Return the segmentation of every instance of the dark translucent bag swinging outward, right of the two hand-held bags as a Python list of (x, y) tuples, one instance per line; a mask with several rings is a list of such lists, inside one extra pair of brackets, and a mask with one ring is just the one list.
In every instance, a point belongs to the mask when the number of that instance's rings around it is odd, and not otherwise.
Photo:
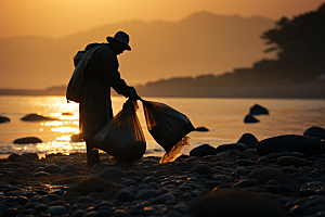
[(147, 129), (167, 153), (195, 129), (186, 115), (177, 110), (159, 102), (141, 101)]

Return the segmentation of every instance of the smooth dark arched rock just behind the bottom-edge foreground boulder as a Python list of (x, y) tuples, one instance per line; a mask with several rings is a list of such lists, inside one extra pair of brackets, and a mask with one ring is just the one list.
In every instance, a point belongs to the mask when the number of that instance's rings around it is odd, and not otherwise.
[(269, 180), (274, 179), (278, 183), (288, 186), (296, 191), (299, 190), (299, 184), (290, 176), (280, 169), (260, 168), (251, 171), (246, 179), (257, 179), (261, 184), (265, 184)]

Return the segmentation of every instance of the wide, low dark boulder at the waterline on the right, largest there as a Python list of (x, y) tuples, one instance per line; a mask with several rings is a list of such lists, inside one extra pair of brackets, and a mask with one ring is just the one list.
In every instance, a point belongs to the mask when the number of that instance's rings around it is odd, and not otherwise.
[(264, 156), (278, 150), (300, 152), (306, 156), (313, 155), (321, 148), (321, 143), (309, 137), (284, 135), (260, 141), (257, 145), (259, 155)]

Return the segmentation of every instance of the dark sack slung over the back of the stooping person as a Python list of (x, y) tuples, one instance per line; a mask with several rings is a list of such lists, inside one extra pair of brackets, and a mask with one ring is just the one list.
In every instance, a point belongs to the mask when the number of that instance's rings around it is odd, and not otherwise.
[[(83, 56), (81, 58), (81, 60), (78, 62), (74, 74), (69, 80), (69, 84), (67, 86), (67, 90), (66, 90), (66, 99), (67, 101), (74, 101), (74, 102), (80, 102), (80, 91), (81, 91), (81, 87), (82, 87), (82, 80), (83, 80), (83, 73), (84, 73), (84, 67), (88, 64), (88, 61), (90, 59), (90, 56), (99, 49), (101, 48), (101, 46), (96, 46), (92, 49), (90, 49), (89, 51), (87, 51)], [(77, 59), (80, 59), (81, 55), (81, 51), (78, 52), (75, 58), (74, 61), (76, 61)]]

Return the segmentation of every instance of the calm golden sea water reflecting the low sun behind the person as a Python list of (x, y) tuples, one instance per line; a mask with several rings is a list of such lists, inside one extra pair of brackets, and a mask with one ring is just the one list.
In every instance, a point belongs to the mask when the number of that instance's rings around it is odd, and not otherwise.
[[(216, 99), (216, 98), (144, 98), (165, 103), (185, 114), (195, 127), (206, 127), (209, 131), (193, 131), (191, 145), (184, 146), (183, 154), (200, 144), (214, 148), (236, 142), (243, 133), (249, 132), (258, 140), (280, 135), (302, 135), (312, 126), (325, 128), (325, 100), (297, 99)], [(116, 115), (125, 103), (122, 97), (113, 97)], [(146, 155), (161, 156), (164, 149), (155, 142), (146, 129), (142, 104), (139, 101), (136, 115), (146, 139)], [(259, 104), (269, 110), (270, 115), (256, 116), (260, 123), (245, 124), (249, 108)], [(84, 142), (72, 142), (70, 137), (79, 132), (78, 103), (67, 103), (65, 97), (21, 97), (0, 95), (0, 116), (11, 119), (0, 124), (0, 158), (11, 153), (73, 153), (86, 152)], [(37, 113), (54, 117), (51, 122), (24, 122), (21, 118)], [(15, 144), (24, 137), (38, 137), (41, 143)], [(2, 157), (1, 157), (2, 156)]]

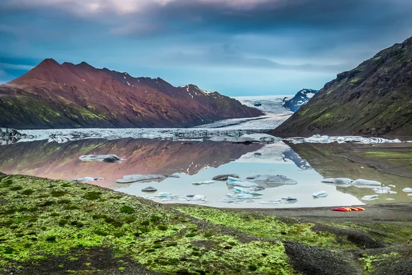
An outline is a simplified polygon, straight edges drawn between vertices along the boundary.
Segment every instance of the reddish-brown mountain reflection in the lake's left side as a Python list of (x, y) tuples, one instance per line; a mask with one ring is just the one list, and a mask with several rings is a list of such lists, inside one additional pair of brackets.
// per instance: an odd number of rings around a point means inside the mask
[[(172, 142), (168, 140), (122, 139), (78, 140), (58, 144), (36, 141), (0, 147), (0, 171), (50, 179), (103, 177), (95, 184), (110, 187), (131, 174), (194, 175), (209, 167), (239, 159), (261, 144), (231, 142)], [(82, 162), (81, 155), (116, 154), (123, 162)]]

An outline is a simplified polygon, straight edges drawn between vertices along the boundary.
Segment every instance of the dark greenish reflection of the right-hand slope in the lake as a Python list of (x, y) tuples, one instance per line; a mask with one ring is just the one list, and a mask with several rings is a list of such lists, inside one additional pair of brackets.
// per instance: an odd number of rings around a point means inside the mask
[[(367, 203), (411, 202), (412, 197), (403, 188), (412, 187), (412, 144), (330, 144), (288, 145), (325, 178), (349, 177), (369, 179), (391, 185), (396, 194), (378, 194), (379, 198)], [(395, 187), (393, 187), (395, 186)], [(337, 190), (361, 199), (376, 195), (374, 186), (336, 186)]]

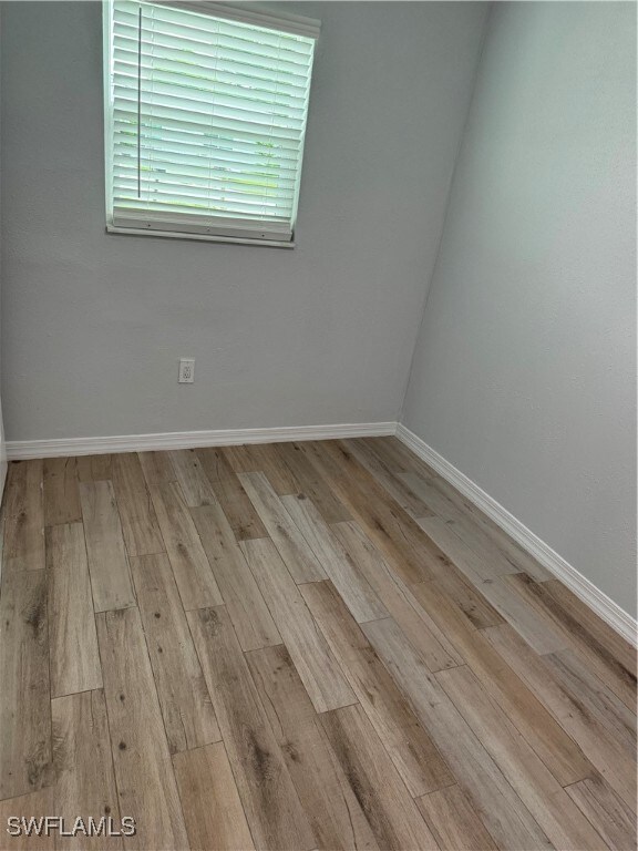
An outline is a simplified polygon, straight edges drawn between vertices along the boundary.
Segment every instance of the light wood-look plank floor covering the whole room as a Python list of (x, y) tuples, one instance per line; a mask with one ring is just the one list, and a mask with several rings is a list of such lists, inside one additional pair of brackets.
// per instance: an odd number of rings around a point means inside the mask
[(0, 849), (636, 848), (634, 649), (395, 439), (13, 462), (2, 520)]

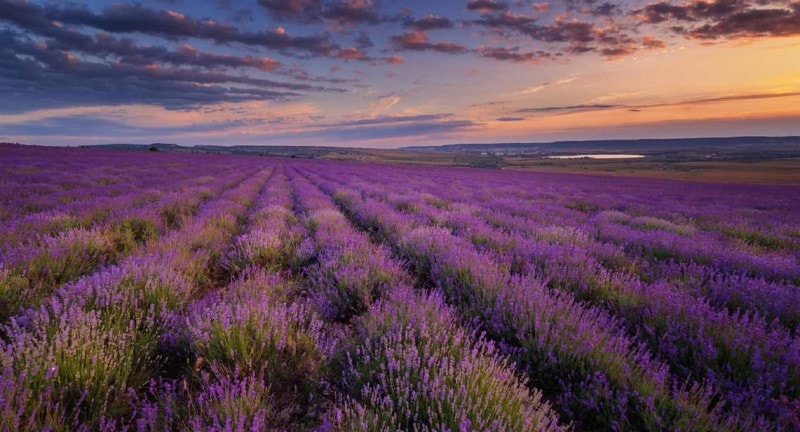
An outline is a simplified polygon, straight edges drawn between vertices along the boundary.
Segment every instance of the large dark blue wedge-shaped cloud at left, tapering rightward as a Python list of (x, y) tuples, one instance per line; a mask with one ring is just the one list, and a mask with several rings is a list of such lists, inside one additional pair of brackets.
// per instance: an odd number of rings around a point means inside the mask
[(188, 107), (216, 102), (285, 100), (298, 91), (340, 91), (246, 75), (160, 65), (86, 61), (14, 33), (0, 32), (4, 112), (87, 104)]

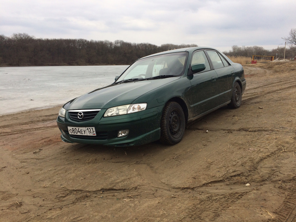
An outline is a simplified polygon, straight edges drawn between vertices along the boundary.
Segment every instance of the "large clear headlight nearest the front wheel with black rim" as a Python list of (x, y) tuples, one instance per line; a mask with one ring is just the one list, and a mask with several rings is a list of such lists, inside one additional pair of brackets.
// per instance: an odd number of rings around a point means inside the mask
[(147, 107), (147, 103), (137, 103), (137, 104), (128, 104), (128, 105), (121, 105), (111, 107), (106, 110), (104, 117), (109, 116), (119, 116), (128, 113), (136, 113), (142, 110), (145, 110)]

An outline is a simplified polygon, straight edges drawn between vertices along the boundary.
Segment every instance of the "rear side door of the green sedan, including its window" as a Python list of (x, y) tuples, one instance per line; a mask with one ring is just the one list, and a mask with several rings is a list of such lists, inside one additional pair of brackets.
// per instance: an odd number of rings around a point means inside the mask
[(219, 85), (219, 103), (224, 104), (229, 101), (232, 93), (232, 83), (234, 80), (234, 68), (223, 58), (223, 56), (214, 50), (207, 50), (212, 62), (212, 67), (217, 73), (216, 83)]

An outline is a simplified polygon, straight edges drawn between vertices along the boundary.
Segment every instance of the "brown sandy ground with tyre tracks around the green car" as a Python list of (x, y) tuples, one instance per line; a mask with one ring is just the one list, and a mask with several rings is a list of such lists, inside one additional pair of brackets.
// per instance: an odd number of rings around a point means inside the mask
[(175, 146), (64, 143), (60, 107), (1, 116), (0, 220), (295, 222), (296, 62), (244, 68), (241, 107)]

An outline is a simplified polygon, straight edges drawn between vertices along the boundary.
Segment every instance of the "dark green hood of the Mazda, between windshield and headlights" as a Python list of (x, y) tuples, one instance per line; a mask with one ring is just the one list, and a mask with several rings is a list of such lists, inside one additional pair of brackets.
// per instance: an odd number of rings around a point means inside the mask
[(143, 94), (178, 78), (180, 78), (180, 76), (157, 80), (142, 80), (129, 83), (111, 84), (104, 88), (99, 88), (77, 97), (65, 104), (64, 108), (67, 110), (108, 109), (113, 106), (131, 104), (135, 99)]

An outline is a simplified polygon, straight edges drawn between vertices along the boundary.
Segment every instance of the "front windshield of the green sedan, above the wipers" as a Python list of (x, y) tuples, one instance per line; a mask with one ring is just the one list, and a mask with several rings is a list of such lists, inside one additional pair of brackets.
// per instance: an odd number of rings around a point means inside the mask
[(176, 52), (138, 60), (126, 69), (115, 83), (181, 76), (186, 58), (187, 52)]

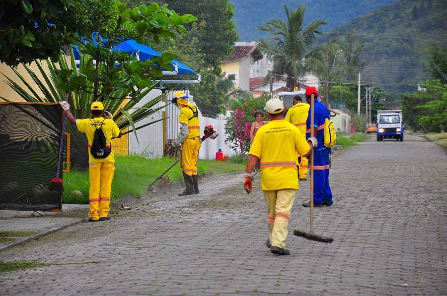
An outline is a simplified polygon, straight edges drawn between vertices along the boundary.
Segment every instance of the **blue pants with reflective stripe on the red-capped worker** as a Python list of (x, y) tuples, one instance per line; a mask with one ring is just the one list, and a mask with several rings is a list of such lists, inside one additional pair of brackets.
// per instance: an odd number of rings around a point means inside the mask
[(332, 204), (332, 190), (329, 185), (329, 154), (331, 149), (314, 151), (313, 156), (313, 203)]

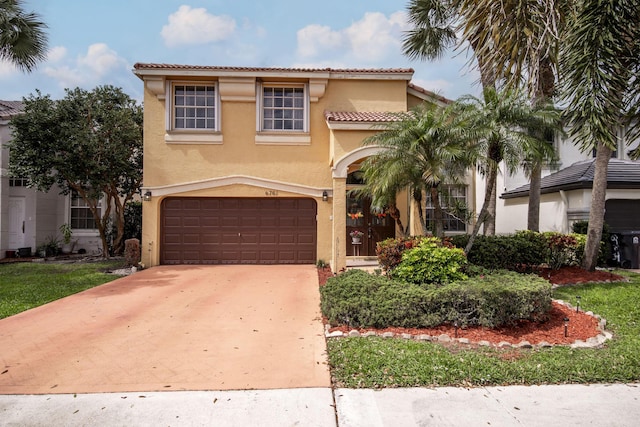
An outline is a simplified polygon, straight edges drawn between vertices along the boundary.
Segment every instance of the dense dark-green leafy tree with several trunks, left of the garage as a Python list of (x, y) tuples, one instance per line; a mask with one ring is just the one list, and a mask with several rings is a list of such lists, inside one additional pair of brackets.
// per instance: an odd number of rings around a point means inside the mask
[(63, 194), (76, 191), (93, 214), (105, 256), (113, 217), (113, 253), (121, 253), (124, 207), (142, 183), (142, 107), (113, 86), (67, 89), (57, 101), (37, 92), (23, 103), (24, 114), (11, 121), (10, 172), (41, 191), (54, 184)]

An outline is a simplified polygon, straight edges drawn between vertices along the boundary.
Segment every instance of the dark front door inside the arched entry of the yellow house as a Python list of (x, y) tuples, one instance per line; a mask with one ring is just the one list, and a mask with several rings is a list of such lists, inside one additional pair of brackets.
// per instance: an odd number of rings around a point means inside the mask
[(389, 237), (395, 237), (393, 218), (371, 212), (369, 198), (347, 196), (347, 256), (375, 256), (376, 243)]

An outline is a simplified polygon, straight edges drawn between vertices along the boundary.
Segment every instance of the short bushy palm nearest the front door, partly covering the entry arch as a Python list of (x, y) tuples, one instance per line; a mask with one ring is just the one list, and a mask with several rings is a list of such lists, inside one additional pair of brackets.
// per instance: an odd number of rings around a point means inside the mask
[[(395, 206), (396, 194), (410, 187), (420, 201), (423, 191), (434, 206), (434, 235), (444, 237), (440, 188), (465, 176), (473, 159), (467, 145), (469, 128), (453, 107), (420, 105), (398, 113), (386, 129), (365, 140), (383, 150), (362, 164), (365, 187), (373, 206)], [(419, 206), (421, 206), (419, 204)], [(420, 209), (420, 222), (426, 222)]]

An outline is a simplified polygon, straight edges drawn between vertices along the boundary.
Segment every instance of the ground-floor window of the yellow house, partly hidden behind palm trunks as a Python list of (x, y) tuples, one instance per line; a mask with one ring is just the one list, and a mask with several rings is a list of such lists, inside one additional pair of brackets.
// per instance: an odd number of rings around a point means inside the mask
[[(466, 185), (445, 185), (440, 188), (440, 205), (442, 206), (443, 228), (448, 232), (466, 232), (464, 210), (467, 206)], [(431, 197), (425, 198), (425, 221), (427, 229), (435, 229), (435, 209)]]

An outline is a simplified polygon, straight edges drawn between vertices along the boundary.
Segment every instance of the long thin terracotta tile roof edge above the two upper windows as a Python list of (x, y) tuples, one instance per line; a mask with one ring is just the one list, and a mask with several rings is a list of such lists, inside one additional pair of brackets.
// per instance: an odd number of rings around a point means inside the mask
[(331, 73), (407, 73), (413, 74), (413, 68), (286, 68), (286, 67), (229, 67), (217, 65), (180, 65), (180, 64), (134, 64), (135, 70), (203, 70), (203, 71), (227, 71), (227, 72), (289, 72), (289, 73), (309, 73), (309, 72), (331, 72)]

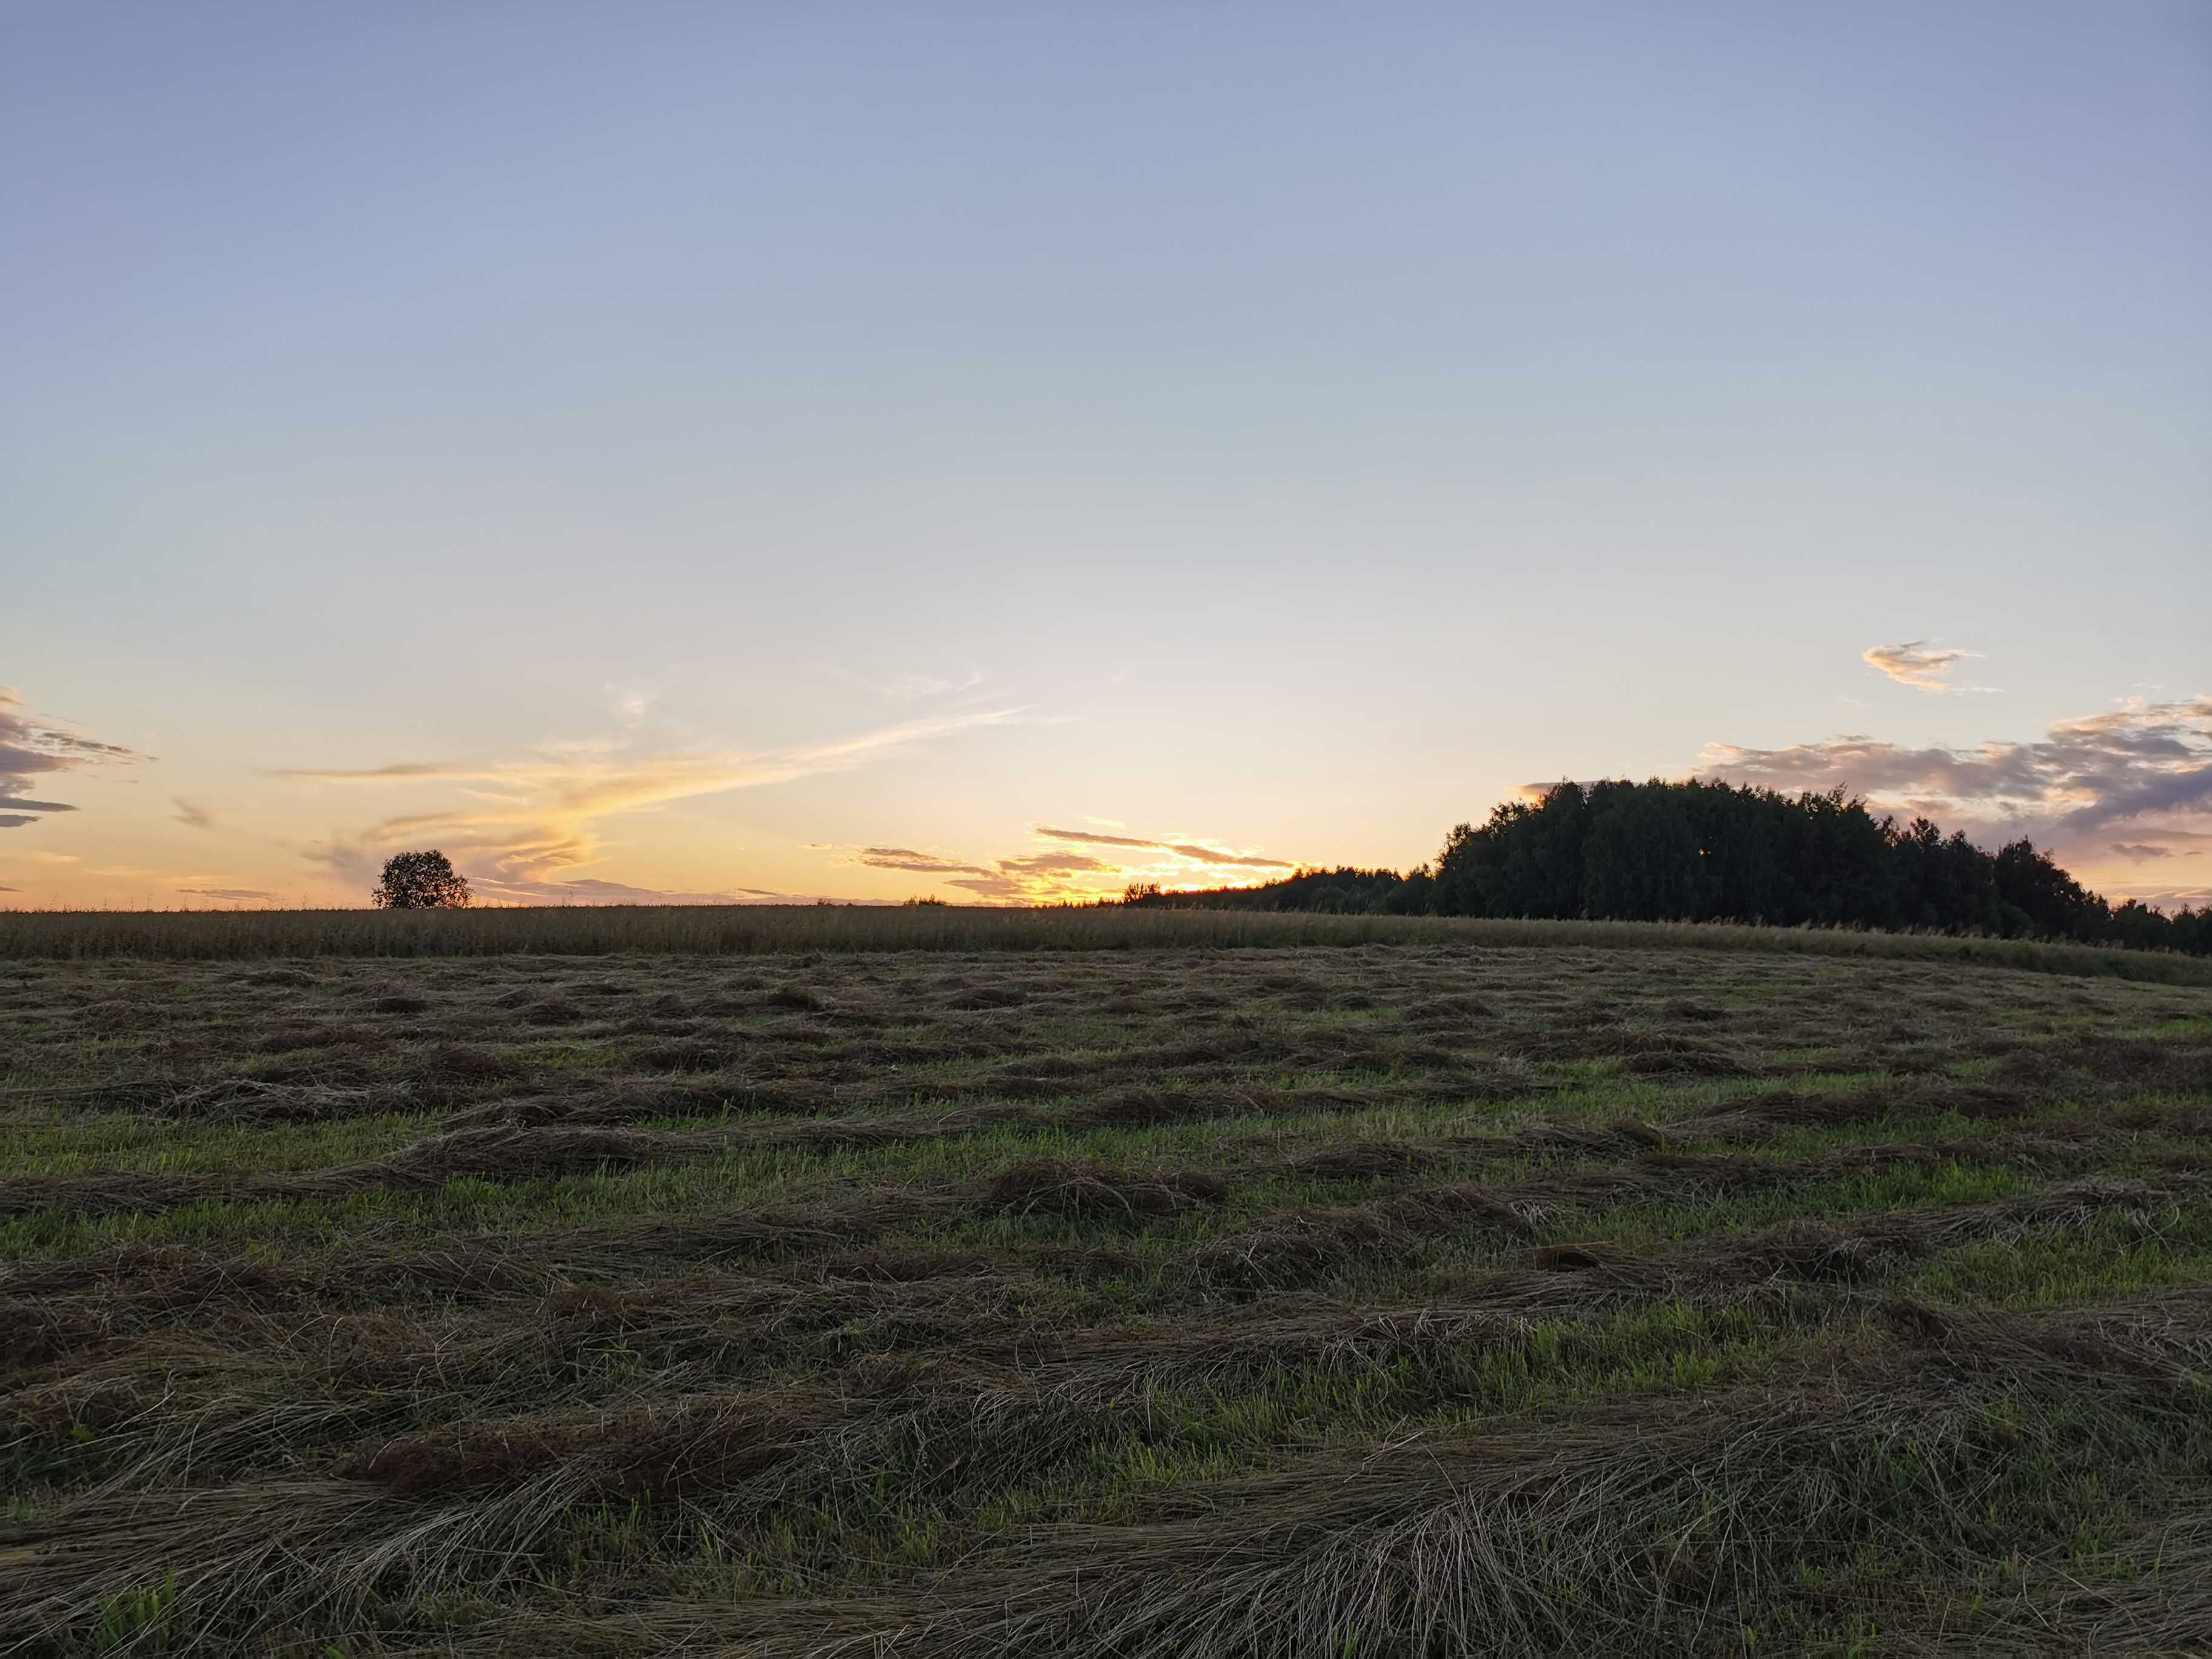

■ ■ ■ ■ ■ ■ ■

**INSTRUCTIONS TO FOLLOW:** Each line of the listing that contains the word "blue" must be counted. Give only the resulting figure.

**EXERCISE RESULT:** 2